Die Aufgabe: Schreiben Sie den Verordnungstext zu technisch hergestellten Nanomaterialien vollständig und unverändert ab.

Vorliegender Text:
=======

19.12.2013   

DE

Amtsblatt der Europäischen Union

L 343/26


DELEGIERTE VERORDNUNG (EU) Nr. 1363/2013 DER KOMMISSION

vom 12. Dezember 2013

zur Änderung der Verordnung (EU) Nr. 1169/2011 des Europäischen Parlaments und des Rates betreffend die Information der Verbraucher über Lebensmittel im Hinblick auf die Begriffsbestimmung für „technisch hergestellte Nanomaterialien“

(Text von Bedeutung für den EWR)

DIE EUROPÄISCHE KOMMISSION —

gestützt auf den Vertrag über die Arbeitsweise der Europäischen Union,

gestützt auf die Verordnung (EU) Nr. 1169/2011 des Europäischen Parlaments und des Rates vom 25. Oktober 2011 betreffend die Information der Verbraucher über Lebensmittel (1), insbesondere auf Artikel 18 Absatz 5,

in Erwägung nachstehender Gründe:

(1)

Gemäß Artikel 18 Absatz 3 der Verordnung (EU) Nr. 1169/2011 müssen alle Lebensmittelzutaten, die in Form technisch hergestellter Nanomaterialien vorhanden sind, im Zutatenverzeichnis eindeutig aufgeführt werden, um die Information der Verbraucher zu gewährleisten. Zudem muss auf die Bezeichnung von Lebensmittelzutaten, die in Form technisch hergestellter Nanomaterialien vorhanden sind, das in Klammern gesetzte Wort „Nano“ folgen. Die Verordnung (EU) Nr. 1169/2011 enthält dementsprechend eine Begriffsbestimmung für „technisch hergestellte Nanomaterialien“.

(2)

=======

Auszüge aus Datensätzen:

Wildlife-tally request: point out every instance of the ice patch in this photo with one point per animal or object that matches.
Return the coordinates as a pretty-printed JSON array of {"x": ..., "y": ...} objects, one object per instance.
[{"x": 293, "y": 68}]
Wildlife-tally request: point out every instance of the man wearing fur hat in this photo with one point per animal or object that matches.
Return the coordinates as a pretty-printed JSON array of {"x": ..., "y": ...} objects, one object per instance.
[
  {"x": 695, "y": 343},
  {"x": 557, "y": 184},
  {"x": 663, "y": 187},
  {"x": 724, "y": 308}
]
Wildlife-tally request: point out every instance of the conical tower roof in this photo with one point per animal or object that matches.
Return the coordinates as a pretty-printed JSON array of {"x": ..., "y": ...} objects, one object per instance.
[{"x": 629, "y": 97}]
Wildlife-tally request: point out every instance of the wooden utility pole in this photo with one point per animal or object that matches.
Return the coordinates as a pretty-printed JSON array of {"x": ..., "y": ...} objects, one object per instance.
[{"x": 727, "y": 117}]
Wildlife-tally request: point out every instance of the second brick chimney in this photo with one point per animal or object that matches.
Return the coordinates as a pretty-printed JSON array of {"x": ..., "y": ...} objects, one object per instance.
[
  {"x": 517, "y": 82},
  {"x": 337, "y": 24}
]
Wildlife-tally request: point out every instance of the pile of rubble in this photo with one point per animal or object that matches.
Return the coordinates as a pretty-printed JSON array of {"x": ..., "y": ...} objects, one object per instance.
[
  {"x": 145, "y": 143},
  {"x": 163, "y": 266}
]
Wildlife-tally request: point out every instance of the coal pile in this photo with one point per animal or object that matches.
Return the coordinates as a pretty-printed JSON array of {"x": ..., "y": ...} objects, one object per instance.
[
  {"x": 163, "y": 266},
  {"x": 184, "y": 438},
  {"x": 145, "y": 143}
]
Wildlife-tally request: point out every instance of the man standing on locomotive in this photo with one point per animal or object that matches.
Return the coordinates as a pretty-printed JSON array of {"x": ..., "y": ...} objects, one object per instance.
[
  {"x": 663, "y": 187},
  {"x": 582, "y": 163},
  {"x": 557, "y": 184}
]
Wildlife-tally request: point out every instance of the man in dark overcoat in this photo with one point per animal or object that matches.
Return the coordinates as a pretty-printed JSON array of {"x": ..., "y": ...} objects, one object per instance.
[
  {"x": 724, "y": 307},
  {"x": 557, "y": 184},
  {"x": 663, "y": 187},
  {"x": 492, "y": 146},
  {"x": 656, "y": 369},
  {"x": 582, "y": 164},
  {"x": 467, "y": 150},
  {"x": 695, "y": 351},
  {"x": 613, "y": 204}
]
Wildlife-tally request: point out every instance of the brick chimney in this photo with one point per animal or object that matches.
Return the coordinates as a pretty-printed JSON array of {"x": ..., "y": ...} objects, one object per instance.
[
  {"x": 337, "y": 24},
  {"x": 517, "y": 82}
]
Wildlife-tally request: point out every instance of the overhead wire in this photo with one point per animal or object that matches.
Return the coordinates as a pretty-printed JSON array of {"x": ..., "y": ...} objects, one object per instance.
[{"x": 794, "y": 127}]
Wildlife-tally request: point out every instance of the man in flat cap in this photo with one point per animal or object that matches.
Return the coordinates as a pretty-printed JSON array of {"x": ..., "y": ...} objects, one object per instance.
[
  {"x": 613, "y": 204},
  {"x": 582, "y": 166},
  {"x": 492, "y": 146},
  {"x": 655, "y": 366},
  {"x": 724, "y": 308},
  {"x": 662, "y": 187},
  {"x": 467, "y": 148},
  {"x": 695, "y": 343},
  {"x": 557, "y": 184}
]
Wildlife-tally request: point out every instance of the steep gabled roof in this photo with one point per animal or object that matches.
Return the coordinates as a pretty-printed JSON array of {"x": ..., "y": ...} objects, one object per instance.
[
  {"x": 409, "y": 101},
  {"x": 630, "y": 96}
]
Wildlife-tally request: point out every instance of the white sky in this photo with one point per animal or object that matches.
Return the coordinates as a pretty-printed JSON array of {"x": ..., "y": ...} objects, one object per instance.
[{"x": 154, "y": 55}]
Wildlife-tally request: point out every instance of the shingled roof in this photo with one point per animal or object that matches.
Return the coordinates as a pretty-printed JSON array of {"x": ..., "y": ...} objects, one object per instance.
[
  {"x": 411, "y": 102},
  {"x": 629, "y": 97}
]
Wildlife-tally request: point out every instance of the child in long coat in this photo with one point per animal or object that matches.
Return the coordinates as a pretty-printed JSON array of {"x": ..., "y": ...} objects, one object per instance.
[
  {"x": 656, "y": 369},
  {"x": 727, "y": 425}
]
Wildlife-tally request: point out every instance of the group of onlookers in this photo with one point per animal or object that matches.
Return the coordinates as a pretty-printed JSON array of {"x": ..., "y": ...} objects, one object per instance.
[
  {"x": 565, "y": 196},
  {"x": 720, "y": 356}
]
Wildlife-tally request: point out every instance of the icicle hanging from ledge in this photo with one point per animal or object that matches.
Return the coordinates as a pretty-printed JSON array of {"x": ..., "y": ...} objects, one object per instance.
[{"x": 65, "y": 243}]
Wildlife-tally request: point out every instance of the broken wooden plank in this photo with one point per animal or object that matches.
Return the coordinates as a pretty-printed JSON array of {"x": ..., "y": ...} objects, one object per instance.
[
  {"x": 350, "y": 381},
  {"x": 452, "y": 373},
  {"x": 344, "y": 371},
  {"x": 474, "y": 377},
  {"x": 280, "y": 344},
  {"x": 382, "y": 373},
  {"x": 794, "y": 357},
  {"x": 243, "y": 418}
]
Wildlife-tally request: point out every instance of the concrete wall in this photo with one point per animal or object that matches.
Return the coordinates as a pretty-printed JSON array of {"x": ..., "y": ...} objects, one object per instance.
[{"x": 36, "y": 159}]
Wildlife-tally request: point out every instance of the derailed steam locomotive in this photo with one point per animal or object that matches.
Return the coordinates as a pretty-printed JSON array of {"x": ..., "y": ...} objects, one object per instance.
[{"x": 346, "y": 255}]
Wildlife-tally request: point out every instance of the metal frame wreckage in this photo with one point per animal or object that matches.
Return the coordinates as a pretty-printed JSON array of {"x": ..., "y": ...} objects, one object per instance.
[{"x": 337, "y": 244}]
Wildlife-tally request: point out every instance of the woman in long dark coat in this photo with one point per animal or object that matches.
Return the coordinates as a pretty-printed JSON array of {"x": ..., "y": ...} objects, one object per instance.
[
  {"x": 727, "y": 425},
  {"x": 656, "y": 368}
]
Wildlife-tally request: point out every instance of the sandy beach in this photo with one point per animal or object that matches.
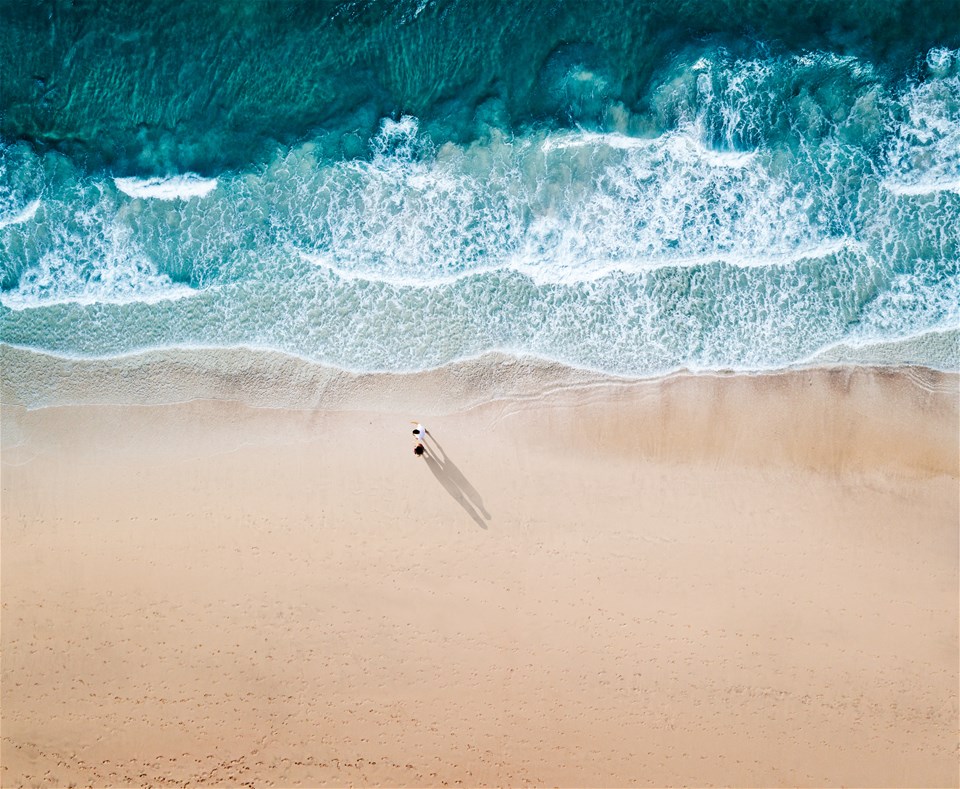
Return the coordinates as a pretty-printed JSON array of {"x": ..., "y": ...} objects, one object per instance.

=======

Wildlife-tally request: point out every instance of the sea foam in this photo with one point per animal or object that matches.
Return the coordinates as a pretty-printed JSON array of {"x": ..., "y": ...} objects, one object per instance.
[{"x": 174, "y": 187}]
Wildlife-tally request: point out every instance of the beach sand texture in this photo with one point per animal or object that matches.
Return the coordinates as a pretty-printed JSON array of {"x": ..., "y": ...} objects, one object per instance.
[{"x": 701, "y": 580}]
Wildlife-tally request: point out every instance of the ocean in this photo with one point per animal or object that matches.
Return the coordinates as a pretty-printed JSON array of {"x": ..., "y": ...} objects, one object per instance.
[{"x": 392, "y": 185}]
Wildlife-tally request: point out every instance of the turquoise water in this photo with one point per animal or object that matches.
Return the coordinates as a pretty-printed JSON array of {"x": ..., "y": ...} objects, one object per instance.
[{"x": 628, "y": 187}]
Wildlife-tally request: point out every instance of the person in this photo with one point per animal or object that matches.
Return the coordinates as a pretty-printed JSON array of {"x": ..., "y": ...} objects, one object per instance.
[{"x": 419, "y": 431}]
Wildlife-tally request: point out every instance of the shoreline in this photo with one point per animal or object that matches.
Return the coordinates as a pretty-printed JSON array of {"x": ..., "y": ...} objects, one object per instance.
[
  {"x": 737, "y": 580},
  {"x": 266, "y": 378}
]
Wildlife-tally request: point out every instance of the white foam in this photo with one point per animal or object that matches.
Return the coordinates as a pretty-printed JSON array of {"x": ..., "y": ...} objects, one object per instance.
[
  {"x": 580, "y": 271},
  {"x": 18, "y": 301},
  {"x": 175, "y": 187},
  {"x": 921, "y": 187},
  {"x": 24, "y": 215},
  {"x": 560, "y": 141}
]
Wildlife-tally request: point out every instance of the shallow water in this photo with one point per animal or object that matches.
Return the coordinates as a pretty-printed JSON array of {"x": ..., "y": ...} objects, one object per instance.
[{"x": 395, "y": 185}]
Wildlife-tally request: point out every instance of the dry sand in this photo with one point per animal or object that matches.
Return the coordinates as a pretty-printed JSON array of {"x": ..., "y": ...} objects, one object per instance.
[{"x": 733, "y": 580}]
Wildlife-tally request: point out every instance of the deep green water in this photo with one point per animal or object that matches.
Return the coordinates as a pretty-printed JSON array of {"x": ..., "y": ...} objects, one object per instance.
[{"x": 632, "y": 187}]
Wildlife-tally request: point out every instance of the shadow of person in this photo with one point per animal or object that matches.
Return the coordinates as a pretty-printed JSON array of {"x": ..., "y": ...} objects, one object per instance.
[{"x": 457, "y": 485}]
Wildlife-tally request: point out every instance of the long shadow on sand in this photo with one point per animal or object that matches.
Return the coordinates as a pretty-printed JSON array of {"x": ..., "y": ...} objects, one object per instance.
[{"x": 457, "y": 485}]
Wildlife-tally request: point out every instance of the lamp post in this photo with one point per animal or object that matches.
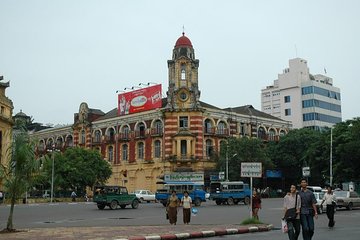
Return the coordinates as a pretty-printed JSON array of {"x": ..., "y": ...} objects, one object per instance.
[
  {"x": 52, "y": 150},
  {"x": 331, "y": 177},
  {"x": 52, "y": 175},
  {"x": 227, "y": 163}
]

=======

Lösung:
19.12.2013   

DE

Amtsblatt der Europäischen Union

L 343/26


DELEGIERTE VERORDNUNG (EU) Nr. 1363/2013 DER KOMMISSION

vom 12. Dezember 2013

zur Änderung der Verordnung (EU) Nr. 1169/2011 des Europäischen Parlaments und des Rates betreffend die Information der Verbraucher über Lebensmittel im Hinblick auf die Begriffsbestimmung für „technisch hergestellte Nanomaterialien“

(Text von Bedeutung für den EWR)

DIE EUROPÄISCHE KOMMISSION —

gestützt auf den Vertrag über die Arbeitsweise der Europäischen Union,

gestützt auf die Verordnung (EU) Nr. 1169/2011 des Europäischen Parlaments und des Rates vom 25. Oktober 2011 betreffend die Information der Verbraucher über Lebensmittel (1), insbesondere auf Artikel 18 Absatz 5,

in Erwägung nachstehender Gründe:

(1)

Gemäß Artikel 18 Absatz 3 der Verordnung (EU) Nr. 1169/2011 müssen alle Lebensmittelzutaten, die in Form technisch hergestellter Nanomaterialien vorhanden sind, im Zutatenverzeichnis eindeutig aufgeführt werden, um die Information der Verbraucher zu gewährleisten. Zudem muss auf die Bezeichnung von Lebensmittelzutaten, die in Form technisch hergestellter Nanomaterialien vorhanden sind, das in Klammern gesetzte Wort „Nano“ folgen. Die Verordnung (EU) Nr. 1169/2011 enthält dementsprechend eine Begriffsbestimmung für „technisch hergestellte Nanomaterialien“.

(2)